### Compiti richiesti
(1) Ricopia tutto il brano su Teresa Martin, da "Teresa Martin (1873-1897)" giù fino a "30 settembre 1897.".
(2) Scrivi il seguito del testo biografico su Teresa Martin, partendo dopo la sua ultima frase.

Teresa Martin (1873-1897)
“Nacque ad Alençon (Francia) il 2 gennaio 1873. All’età di quindici anni, compì con i suoi familiari ed altre persone un pellegrinaggio a Roma e, nell’udienza concessa da papa Leone XIII, osò chiedere il permesso per farsi carmelitana anche se ancora non aveva l’età prescritta. Nel 1888 conseguì, infine, di realizzare il suo sogno, ricevendo l’abito carmelitano. Si esercitò in modo particolare nelle piccole cose della vita quotidiana, con umiltà, semplicità evangelica e confidenza in Dio e procurò di inculcare, con l’esempio e la parola, queste virtù nelle sue consorelle, specialmente nelle novizie. Scoperto il suo posto nel cuore della Chiesa, offrì la sua vita per la salvezza delle anime e per l’edificazione della Chiesa. Morì di tubercolosi il 30 settembre 1897.
Fu canonizzata da Pio XI nel 1925 e proclamata Patrona delle missioni nel 1927; Dottore della chiesa nel 1997 da Giovanni Paolo II”.
(Emanuele Boaga, O. Carm., Con Maria sulle vie di Dio, p. 293).
Si festeggia la sua festa il 1 ottobre.

### Informazioni estratte
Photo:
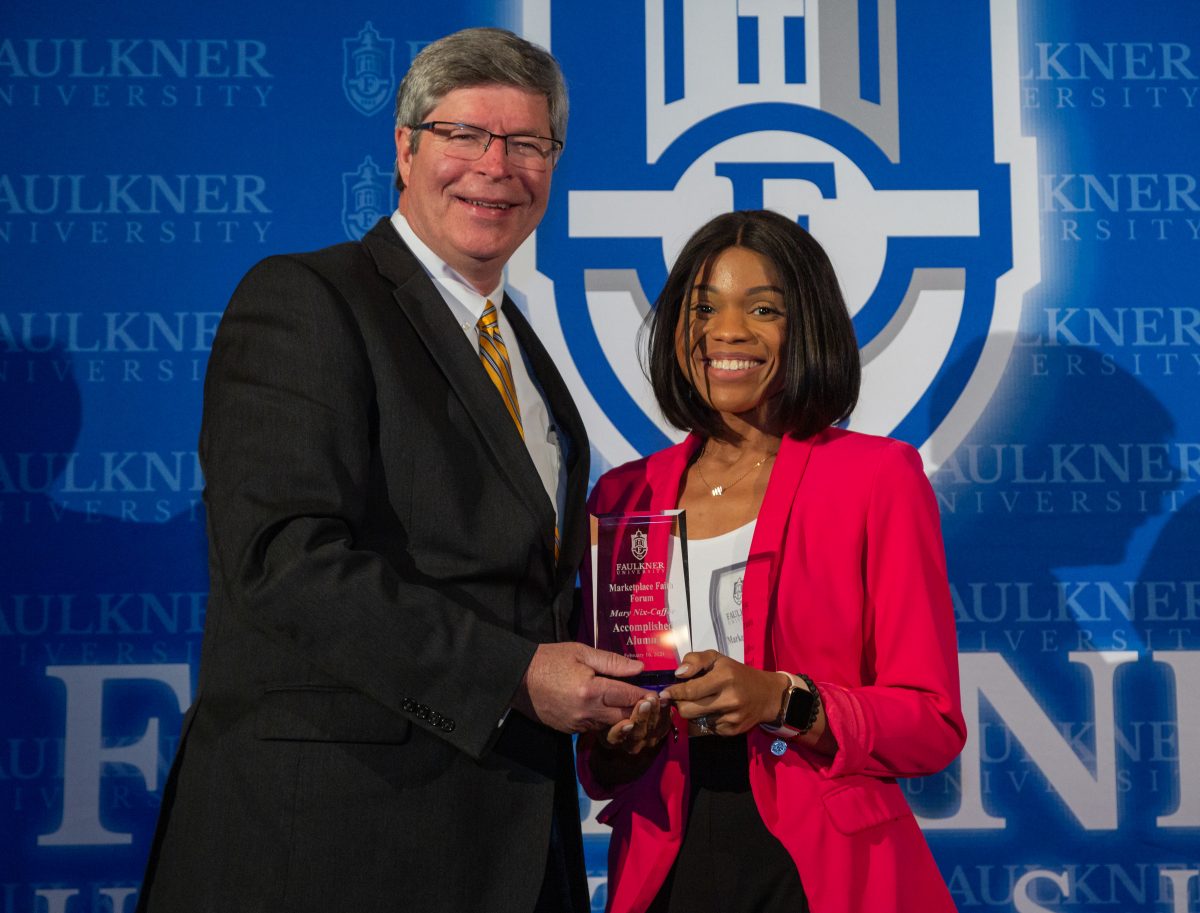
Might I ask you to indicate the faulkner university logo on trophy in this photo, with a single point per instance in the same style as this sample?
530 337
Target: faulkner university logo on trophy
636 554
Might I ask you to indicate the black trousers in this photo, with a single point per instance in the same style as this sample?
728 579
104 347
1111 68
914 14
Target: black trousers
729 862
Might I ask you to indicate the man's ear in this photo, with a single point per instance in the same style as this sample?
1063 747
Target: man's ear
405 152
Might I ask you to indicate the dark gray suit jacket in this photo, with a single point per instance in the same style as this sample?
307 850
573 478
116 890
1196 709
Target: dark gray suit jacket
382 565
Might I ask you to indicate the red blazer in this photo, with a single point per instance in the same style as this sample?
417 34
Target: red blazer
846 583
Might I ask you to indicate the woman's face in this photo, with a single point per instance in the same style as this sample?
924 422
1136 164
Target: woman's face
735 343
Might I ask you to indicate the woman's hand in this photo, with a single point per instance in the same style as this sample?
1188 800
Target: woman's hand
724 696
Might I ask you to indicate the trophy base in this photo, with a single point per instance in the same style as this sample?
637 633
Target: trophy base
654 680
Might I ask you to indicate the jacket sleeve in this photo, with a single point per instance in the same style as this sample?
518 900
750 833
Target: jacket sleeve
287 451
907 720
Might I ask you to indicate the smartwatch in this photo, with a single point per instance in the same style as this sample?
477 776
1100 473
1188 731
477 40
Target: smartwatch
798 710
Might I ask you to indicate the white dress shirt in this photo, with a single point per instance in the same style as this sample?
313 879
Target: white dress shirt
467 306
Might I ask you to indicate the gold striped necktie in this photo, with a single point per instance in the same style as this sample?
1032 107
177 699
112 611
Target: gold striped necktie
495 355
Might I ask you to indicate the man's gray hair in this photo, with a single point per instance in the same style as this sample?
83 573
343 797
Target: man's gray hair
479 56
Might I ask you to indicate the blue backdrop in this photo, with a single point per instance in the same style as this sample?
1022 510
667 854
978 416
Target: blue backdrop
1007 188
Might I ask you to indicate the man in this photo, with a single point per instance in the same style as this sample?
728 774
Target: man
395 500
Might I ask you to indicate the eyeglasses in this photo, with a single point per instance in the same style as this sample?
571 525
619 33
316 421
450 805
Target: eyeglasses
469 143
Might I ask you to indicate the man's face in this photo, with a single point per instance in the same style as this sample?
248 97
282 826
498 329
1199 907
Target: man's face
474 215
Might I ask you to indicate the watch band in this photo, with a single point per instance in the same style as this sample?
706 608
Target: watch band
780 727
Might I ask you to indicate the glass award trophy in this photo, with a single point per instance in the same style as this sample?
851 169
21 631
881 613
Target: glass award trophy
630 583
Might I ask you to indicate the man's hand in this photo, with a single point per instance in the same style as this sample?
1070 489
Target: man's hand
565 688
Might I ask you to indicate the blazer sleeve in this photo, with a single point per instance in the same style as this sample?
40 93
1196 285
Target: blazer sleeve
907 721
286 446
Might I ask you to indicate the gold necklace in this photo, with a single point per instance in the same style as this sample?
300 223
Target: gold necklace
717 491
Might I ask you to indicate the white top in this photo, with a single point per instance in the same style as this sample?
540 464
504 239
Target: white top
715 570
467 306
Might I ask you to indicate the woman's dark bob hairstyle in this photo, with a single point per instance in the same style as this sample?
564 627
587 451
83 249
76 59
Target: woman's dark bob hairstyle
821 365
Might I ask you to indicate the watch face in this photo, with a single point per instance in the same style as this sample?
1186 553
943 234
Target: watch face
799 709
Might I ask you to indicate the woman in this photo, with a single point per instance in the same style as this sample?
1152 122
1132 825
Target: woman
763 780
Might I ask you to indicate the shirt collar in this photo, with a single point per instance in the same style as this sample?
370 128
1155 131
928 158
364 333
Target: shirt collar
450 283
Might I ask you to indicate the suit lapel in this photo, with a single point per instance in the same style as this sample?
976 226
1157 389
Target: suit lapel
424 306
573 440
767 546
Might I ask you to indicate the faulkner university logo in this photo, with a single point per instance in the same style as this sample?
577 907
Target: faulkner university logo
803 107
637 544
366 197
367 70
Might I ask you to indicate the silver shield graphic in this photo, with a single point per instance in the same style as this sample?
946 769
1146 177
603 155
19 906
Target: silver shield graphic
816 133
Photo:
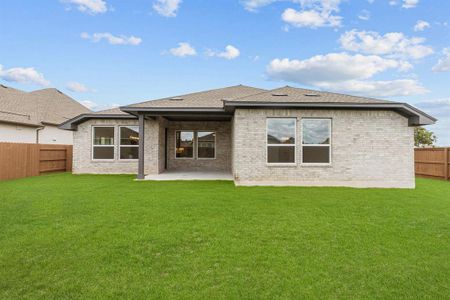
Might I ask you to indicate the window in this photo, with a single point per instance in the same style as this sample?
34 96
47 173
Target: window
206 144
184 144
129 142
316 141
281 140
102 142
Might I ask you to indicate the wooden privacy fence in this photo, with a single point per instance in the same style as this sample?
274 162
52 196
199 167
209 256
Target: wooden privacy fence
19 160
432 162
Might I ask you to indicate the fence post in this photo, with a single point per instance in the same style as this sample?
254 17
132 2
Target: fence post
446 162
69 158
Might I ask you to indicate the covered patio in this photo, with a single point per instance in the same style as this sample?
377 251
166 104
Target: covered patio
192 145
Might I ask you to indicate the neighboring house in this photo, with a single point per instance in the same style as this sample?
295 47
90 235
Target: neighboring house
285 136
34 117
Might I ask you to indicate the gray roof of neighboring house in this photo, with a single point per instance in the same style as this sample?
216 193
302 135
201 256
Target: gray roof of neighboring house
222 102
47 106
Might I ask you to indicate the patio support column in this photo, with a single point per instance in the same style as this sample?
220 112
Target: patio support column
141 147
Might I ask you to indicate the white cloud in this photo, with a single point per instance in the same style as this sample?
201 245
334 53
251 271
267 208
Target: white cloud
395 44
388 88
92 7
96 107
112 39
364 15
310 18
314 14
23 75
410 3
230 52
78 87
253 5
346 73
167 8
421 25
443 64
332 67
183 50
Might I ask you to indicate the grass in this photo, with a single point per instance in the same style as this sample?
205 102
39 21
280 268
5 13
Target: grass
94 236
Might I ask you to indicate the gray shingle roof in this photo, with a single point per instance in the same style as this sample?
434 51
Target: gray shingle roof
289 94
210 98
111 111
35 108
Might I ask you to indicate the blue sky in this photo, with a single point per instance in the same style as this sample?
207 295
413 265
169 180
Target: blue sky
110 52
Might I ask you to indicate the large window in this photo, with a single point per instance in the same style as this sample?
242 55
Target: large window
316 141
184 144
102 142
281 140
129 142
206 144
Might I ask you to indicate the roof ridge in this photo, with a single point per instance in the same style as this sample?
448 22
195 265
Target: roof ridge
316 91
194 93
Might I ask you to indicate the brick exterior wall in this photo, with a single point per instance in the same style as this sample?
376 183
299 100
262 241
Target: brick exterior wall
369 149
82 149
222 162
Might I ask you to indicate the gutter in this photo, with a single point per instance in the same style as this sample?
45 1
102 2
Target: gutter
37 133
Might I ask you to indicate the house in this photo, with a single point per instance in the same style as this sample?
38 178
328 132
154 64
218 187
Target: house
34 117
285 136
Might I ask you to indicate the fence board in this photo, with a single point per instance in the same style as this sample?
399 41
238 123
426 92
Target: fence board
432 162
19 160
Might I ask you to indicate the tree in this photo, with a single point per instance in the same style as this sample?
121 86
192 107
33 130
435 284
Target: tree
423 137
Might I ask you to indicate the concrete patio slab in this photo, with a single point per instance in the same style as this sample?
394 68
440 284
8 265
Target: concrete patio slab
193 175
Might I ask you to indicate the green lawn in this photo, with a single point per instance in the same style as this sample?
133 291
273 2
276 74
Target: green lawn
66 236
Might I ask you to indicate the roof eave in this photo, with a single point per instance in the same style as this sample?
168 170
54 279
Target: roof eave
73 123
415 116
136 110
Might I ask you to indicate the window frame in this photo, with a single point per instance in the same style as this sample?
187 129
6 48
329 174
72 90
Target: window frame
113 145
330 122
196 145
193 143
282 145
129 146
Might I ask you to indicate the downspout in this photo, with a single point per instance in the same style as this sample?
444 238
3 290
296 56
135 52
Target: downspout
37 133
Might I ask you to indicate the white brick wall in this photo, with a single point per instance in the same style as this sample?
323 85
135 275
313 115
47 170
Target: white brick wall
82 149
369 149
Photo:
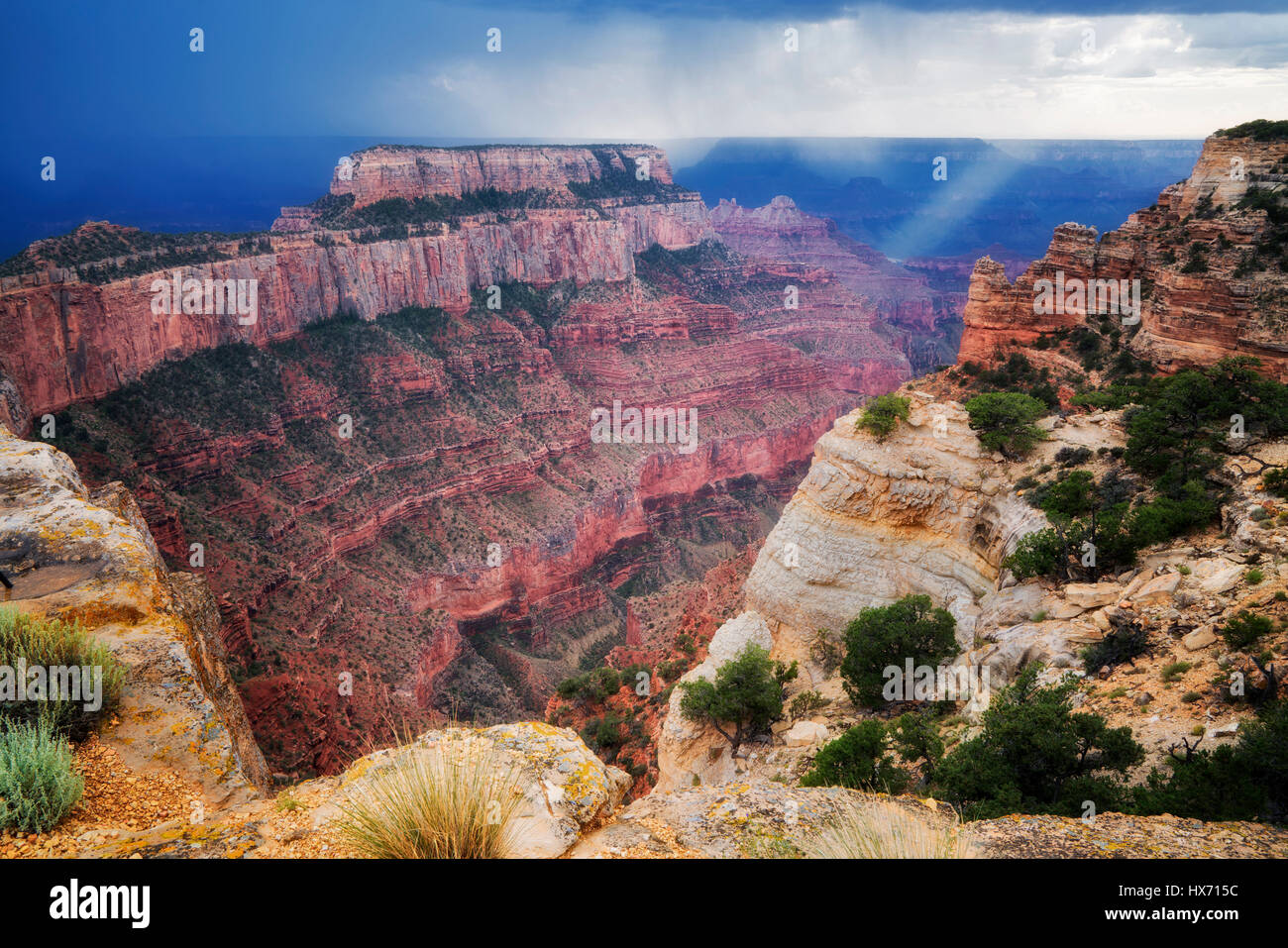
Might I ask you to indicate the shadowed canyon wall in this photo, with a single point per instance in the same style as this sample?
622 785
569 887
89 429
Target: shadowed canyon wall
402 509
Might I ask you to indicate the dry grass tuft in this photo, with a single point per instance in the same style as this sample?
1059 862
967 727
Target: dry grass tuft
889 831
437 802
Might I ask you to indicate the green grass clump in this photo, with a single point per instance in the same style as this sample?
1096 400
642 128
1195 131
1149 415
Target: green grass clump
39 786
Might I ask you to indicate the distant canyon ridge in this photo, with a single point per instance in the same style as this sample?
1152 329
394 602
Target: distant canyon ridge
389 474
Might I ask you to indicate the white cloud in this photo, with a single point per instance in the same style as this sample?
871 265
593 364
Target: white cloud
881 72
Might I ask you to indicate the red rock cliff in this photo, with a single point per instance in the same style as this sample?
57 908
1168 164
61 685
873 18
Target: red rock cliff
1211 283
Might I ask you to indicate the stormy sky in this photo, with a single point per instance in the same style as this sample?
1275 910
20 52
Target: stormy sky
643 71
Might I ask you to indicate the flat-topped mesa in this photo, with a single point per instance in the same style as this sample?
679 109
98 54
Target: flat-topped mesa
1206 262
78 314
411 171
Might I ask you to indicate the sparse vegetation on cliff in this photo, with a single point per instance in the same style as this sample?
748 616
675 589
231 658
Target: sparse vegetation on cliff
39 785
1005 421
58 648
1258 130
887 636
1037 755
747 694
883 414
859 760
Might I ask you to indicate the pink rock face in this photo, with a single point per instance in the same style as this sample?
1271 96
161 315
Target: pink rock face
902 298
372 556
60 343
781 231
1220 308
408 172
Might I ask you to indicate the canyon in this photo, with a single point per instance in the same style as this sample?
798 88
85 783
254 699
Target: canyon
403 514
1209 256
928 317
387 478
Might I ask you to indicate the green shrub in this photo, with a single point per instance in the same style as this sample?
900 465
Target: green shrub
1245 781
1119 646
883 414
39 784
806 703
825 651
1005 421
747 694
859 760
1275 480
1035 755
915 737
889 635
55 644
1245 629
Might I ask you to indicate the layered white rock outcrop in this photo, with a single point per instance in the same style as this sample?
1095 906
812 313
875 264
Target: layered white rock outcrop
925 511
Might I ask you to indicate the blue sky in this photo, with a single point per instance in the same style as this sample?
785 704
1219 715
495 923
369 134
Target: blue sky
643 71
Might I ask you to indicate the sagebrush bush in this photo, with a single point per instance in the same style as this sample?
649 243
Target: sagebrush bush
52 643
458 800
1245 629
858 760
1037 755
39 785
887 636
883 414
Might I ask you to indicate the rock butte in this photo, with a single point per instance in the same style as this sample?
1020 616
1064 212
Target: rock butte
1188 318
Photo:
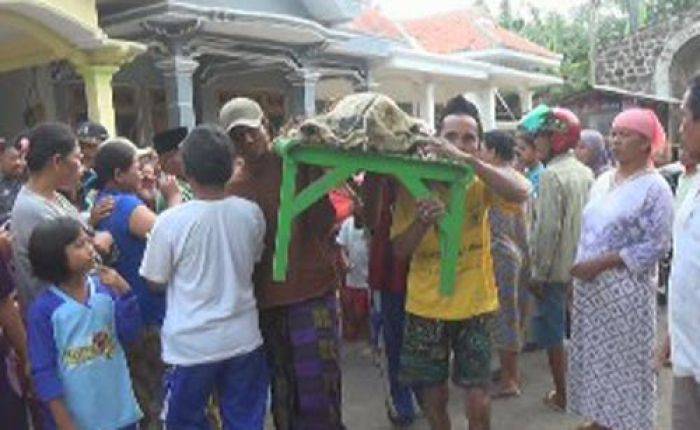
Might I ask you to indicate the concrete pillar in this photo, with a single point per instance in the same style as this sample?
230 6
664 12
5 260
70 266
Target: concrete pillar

### Risposte all'esercizio
(1)
Teresa Martin (1873-1897)
“Nacque ad Alençon (Francia) il 2 gennaio 1873. All’età di quindici anni, compì con i suoi familiari ed altre persone un pellegrinaggio a Roma e, nell’udienza concessa da papa Leone XIII, osò chiedere il permesso per farsi carmelitana anche se ancora non aveva l’età prescritta. Nel 1888 conseguì, infine, di realizzare il suo sogno, ricevendo l’abito carmelitano. Si esercitò in modo particolare nelle piccole cose della vita quotidiana, con umiltà, semplicità evangelica e confidenza in Dio e procurò di inculcare, con l’esempio e la parola, queste virtù nelle sue consorelle, specialmente nelle novizie. Scoperto il suo posto nel cuore della Chiesa, offrì la sua vita per la salvezza delle anime e per l’edificazione della Chiesa. Morì di tubercolosi il 30 settembre 1897.

(2)
“La figlia più conosciuta di S. Teresa di Gesù è la santa di Lisieux. Pur facendo parte delle carmelitane scalze, il suo insegnamento ed esempio sono validi non solo per tutte le monache carmelitane, ma anche per tutti i cristiani. Andò “contro” la spiritualità dei suoi tempi che tendeva a vedere Dio come un rigido “sorvegliante” e la vita spirituale come una serie di “montagne” da scalare. S. Teresa capì che Dio le era Padre, che l’amava infinitamente e desiderava far di lei una santa. Era consapevole di non avere in sé la forza di scalare le impossibili montagne dell’altezza spirituale, ma sapeva che Gesù stesso l’avrebbe sollevata. Era necessaria unicamente una grande fiducia in Dio. Con questa fiducia, Teresa divenne una grande santa ed oggi è riconosciuta Dottore della Chiesa. Da sempre voleva essere missionaria e possiamo veramente affermare che questa sua volontà sia stata letteralmente realizzata ai nostri giorni, dal momento che le sue reliquie sono venerate da milioni di persone in molti paesi di tutto il mondo.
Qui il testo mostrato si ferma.